What are the lines, copied exactly, from the one containing "Please indicate the green" through the last line of the records below, both included?

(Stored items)
__________

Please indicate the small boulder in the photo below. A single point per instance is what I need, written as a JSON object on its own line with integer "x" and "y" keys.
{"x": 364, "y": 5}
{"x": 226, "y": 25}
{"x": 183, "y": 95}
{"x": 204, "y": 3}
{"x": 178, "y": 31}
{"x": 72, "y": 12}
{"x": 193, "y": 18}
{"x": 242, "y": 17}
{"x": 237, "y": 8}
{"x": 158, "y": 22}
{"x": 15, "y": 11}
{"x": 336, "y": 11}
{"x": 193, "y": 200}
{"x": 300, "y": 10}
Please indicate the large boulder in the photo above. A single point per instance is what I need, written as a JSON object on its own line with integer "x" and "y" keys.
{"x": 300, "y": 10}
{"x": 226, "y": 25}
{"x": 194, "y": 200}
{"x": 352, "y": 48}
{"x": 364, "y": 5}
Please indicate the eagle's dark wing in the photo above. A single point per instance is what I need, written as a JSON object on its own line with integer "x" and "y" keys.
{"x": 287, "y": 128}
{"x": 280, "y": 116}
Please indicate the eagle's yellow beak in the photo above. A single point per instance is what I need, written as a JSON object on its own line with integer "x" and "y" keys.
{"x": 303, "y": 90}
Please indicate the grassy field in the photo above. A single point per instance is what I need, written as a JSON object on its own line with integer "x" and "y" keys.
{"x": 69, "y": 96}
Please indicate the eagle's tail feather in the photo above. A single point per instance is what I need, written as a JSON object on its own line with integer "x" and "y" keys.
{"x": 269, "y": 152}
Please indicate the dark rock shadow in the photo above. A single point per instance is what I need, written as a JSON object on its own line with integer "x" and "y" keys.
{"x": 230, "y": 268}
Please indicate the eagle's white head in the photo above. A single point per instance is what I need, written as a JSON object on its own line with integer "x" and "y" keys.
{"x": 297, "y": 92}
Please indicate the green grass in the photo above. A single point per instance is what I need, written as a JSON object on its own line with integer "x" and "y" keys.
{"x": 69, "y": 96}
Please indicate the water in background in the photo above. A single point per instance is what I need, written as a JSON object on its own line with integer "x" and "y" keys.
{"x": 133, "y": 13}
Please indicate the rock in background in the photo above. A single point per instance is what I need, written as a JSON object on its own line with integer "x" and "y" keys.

__________

**Solved problem**
Please indicate the green grass in the photo above. A single point per instance is what I need, written as a JSON object on its own line with integer "x" and "y" keys.
{"x": 69, "y": 96}
Please indicate the water in background in the photo above. A single point per instance is what I need, written as a JSON object on its own line with integer "x" and "y" keys.
{"x": 133, "y": 13}
Please indicate the rock in background in the photo above. A single point per instance is what I need, written as a JSON object on its own line with integer "x" and "y" keys.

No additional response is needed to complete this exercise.